:: Point-per-instance localization data ::
◇ ◇ ◇ ◇ ◇ ◇ ◇

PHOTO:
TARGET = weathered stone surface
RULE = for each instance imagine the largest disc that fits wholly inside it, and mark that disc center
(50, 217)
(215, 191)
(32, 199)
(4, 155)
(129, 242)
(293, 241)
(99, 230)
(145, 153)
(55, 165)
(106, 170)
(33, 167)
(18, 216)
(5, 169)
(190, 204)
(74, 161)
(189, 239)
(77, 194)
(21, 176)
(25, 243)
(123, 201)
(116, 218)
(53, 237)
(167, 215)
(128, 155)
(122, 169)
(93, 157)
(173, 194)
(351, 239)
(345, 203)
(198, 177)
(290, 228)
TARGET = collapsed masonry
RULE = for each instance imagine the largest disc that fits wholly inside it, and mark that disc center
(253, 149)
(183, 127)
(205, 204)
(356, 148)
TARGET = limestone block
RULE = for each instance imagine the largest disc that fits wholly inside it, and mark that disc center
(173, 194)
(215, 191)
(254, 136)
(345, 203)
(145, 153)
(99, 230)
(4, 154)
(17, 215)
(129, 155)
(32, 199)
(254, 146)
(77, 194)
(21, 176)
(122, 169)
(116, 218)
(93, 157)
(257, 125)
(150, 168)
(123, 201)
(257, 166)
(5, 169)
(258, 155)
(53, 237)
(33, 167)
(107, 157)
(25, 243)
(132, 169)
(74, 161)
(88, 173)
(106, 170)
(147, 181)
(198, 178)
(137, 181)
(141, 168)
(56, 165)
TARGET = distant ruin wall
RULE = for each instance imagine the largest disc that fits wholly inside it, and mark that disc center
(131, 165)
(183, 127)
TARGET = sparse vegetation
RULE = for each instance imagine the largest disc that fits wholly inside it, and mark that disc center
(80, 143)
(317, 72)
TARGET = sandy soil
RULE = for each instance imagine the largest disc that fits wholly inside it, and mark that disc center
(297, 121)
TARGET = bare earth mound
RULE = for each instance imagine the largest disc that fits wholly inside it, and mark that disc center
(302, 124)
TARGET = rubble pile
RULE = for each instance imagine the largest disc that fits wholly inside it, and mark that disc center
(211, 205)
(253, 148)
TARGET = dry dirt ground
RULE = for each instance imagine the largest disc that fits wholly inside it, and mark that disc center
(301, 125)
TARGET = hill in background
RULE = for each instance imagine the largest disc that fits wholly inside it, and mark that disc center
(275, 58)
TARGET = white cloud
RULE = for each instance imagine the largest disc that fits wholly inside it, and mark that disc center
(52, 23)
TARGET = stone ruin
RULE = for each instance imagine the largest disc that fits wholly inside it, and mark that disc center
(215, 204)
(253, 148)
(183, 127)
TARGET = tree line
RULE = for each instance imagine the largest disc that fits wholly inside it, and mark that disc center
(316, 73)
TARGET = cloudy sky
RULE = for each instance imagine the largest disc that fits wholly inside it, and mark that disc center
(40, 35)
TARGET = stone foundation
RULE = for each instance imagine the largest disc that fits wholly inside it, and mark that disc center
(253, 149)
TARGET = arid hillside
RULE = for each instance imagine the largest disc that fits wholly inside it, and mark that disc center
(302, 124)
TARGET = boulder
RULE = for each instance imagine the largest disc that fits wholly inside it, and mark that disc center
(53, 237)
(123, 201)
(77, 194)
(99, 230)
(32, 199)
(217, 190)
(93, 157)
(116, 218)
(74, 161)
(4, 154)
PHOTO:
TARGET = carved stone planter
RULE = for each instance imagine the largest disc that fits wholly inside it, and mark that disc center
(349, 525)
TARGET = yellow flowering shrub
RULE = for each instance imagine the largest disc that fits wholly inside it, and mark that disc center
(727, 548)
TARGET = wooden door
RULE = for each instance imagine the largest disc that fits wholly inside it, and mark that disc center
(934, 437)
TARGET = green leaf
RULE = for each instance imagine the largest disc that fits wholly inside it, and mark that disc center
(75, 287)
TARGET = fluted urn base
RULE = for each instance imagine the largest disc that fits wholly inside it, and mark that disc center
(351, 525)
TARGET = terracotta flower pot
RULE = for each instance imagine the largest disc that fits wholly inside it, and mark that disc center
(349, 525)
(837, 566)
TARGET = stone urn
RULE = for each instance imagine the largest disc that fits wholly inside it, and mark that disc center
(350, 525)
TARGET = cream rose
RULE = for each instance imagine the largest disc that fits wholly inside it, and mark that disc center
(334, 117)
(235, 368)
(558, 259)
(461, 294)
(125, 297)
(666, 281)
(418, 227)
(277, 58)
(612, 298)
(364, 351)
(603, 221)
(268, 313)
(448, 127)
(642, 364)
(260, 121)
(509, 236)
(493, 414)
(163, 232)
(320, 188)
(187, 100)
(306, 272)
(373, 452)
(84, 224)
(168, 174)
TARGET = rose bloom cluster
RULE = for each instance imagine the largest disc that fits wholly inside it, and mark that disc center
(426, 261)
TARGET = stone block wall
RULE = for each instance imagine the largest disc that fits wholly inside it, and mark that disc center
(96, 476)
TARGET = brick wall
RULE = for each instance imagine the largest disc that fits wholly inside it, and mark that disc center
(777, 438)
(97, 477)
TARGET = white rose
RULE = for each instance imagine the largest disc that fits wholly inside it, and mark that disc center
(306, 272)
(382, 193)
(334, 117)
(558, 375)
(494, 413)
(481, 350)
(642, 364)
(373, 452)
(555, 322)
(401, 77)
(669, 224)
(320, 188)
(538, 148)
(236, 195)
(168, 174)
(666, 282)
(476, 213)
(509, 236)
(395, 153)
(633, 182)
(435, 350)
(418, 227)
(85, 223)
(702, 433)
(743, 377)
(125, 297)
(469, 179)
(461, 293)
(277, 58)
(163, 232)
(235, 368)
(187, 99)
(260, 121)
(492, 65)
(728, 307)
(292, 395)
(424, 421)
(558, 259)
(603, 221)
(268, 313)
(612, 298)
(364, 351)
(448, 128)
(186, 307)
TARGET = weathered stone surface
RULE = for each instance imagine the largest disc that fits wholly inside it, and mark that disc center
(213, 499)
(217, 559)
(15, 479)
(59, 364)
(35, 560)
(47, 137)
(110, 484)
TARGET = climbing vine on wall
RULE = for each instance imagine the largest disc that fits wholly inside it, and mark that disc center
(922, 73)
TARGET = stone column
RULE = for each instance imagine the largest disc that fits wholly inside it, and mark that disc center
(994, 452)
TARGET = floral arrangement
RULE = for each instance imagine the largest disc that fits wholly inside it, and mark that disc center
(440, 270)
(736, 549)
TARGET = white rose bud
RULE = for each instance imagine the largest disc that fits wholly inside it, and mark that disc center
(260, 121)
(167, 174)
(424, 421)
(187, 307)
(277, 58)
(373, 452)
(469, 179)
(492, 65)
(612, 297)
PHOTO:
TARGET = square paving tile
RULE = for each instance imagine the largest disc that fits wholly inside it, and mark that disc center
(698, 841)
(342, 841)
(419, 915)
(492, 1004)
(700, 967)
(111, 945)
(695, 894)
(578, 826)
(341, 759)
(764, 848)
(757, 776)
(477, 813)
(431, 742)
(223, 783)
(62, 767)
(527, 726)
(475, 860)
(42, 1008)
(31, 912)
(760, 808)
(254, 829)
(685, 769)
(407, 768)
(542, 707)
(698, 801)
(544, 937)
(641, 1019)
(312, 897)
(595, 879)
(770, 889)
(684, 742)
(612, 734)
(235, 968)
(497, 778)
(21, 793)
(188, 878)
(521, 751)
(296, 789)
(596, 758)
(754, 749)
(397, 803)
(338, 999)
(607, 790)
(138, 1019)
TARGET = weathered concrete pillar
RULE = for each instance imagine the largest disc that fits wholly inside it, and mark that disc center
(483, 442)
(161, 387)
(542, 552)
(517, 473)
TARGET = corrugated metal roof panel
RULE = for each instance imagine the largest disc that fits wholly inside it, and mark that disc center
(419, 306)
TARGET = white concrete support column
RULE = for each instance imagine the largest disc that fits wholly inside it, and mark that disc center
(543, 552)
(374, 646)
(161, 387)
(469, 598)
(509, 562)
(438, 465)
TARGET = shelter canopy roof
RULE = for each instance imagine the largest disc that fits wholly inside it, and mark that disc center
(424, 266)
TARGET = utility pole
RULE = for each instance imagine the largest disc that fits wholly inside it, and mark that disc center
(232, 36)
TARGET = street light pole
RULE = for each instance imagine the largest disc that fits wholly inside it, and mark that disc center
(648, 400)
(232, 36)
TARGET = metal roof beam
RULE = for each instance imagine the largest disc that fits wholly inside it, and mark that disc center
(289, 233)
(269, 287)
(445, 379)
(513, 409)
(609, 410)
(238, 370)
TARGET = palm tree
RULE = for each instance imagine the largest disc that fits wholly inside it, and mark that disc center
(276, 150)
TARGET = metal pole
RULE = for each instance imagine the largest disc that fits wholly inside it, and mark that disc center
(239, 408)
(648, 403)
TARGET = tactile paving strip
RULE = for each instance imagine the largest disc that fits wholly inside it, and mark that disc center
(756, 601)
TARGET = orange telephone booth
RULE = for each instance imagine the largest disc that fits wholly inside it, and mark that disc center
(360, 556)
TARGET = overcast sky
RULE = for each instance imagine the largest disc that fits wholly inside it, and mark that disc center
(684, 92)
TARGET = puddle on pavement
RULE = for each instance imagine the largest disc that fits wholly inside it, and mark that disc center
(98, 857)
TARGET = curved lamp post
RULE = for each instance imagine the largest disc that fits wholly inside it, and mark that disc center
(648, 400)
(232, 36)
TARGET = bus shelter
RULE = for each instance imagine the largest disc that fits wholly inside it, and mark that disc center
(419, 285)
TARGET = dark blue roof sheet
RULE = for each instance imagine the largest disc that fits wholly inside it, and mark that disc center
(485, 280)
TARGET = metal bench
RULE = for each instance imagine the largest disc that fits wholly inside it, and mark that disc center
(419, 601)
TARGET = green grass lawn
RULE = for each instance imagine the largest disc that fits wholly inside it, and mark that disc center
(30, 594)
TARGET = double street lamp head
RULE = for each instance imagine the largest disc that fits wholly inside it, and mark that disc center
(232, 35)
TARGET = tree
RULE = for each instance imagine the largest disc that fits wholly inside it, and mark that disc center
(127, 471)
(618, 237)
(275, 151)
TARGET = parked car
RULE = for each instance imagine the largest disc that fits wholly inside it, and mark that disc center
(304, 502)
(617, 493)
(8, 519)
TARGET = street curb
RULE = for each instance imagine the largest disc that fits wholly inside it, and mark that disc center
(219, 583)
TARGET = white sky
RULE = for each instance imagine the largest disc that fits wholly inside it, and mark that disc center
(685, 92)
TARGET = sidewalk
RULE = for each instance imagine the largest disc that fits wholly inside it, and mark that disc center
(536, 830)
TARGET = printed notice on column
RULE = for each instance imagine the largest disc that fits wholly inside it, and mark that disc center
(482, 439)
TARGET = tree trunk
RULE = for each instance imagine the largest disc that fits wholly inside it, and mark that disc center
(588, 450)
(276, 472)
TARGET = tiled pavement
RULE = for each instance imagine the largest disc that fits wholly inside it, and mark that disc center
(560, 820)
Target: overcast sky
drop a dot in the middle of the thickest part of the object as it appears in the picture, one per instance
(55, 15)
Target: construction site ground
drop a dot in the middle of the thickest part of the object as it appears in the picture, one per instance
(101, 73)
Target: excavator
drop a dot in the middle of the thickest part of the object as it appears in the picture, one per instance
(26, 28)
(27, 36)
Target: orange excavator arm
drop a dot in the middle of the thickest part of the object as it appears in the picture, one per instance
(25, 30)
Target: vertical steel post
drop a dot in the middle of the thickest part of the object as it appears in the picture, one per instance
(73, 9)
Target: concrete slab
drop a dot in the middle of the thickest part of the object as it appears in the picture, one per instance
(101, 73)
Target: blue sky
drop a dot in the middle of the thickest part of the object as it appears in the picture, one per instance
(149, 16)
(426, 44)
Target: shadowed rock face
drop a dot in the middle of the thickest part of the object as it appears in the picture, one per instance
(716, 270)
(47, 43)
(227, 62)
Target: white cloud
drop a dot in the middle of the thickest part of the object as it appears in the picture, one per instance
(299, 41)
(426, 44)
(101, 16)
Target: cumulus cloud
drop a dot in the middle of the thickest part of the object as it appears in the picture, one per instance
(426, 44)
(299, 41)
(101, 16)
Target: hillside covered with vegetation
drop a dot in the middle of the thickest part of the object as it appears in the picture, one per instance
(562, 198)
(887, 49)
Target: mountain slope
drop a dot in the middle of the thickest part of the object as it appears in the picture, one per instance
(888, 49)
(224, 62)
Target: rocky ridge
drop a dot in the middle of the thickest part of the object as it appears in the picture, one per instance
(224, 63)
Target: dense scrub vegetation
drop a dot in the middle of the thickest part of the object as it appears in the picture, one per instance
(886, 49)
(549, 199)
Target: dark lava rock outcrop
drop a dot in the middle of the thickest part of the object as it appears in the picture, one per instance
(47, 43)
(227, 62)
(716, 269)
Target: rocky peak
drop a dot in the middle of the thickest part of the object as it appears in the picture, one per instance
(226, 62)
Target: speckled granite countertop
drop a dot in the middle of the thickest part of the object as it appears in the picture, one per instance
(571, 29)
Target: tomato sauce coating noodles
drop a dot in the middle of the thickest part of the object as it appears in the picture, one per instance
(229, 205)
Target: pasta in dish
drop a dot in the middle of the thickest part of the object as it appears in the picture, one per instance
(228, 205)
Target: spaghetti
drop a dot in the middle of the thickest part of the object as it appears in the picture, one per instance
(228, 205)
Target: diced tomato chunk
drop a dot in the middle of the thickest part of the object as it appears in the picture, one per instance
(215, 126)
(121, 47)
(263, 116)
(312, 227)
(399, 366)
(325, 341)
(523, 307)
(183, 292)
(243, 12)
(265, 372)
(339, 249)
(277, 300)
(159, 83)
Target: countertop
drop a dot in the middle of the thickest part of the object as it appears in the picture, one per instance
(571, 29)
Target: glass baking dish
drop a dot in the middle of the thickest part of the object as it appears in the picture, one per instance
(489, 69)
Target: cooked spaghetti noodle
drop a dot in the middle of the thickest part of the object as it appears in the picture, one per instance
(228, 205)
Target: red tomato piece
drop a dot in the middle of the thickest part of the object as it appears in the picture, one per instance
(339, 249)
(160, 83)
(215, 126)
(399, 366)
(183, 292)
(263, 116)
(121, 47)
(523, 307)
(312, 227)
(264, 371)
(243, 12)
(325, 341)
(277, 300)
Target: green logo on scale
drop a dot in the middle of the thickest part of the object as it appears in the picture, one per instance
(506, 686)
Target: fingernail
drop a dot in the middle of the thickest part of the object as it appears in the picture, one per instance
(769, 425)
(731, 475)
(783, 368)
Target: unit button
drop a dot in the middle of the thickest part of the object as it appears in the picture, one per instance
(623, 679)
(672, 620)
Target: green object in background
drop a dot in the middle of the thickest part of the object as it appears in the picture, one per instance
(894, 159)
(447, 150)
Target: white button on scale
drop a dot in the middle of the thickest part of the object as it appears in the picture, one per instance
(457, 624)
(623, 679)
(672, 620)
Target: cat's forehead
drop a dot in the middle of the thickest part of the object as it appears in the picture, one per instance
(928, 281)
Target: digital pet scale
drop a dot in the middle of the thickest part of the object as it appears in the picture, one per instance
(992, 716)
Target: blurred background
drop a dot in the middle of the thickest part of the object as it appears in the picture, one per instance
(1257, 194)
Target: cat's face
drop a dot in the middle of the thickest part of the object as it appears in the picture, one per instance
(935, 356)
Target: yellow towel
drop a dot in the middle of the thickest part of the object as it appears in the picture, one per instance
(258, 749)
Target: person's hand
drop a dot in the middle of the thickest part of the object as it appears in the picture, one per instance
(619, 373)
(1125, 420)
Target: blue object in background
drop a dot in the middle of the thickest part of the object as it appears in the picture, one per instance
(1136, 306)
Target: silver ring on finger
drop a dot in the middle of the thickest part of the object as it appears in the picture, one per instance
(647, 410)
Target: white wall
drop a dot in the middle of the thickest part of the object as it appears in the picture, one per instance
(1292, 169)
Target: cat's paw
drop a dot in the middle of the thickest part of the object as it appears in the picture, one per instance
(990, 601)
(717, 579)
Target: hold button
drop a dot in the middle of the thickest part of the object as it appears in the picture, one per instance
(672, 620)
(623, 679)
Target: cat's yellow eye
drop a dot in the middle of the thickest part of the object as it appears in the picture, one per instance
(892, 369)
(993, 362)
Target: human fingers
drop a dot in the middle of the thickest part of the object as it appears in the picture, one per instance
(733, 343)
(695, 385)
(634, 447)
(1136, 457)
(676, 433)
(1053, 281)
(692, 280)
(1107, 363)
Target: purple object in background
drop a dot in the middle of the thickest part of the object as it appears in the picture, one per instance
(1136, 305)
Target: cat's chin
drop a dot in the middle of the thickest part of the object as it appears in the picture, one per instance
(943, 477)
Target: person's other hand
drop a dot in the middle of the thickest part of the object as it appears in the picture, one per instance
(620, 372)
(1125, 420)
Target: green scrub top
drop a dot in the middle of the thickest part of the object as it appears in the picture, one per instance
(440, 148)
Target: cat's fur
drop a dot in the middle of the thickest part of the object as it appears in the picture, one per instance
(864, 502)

◇ ◇ ◇ ◇ ◇ ◇ ◇

:: EXERCISE INSTRUCTIONS ::
When you reach the line with "Target: white wall" in the records above, start writing out lines exactly, and stop once the line with "Target: cat's chin" has been written; include nothing else.

:: ANSWER BOX ::
Target: white wall
drop a dot in the middle of the thickest part of the object as it appears in the picture, one per instance
(1292, 169)
Target: cat's paw
drop a dot in the middle of the thickest part of the object as it appears in the picture, one per instance
(990, 601)
(717, 579)
Target: hold button
drop a dot in the middle of the thickest part of the object as it appears in the picture, one per instance
(672, 620)
(623, 679)
Target: cat's yellow eye
drop a dot in the middle of the thickest part of the object as it appears in the picture, one per instance
(892, 369)
(993, 362)
Target: human fingers
drop a dot in the middle of the thickest part of the object as it appears in the picture, one per instance
(733, 343)
(695, 385)
(634, 447)
(1136, 457)
(676, 433)
(1053, 281)
(692, 280)
(1107, 363)
Target: purple object in background
drop a dot in the middle of the thickest part of the object as it appears in the picture, one per instance
(1136, 305)
Target: cat's chin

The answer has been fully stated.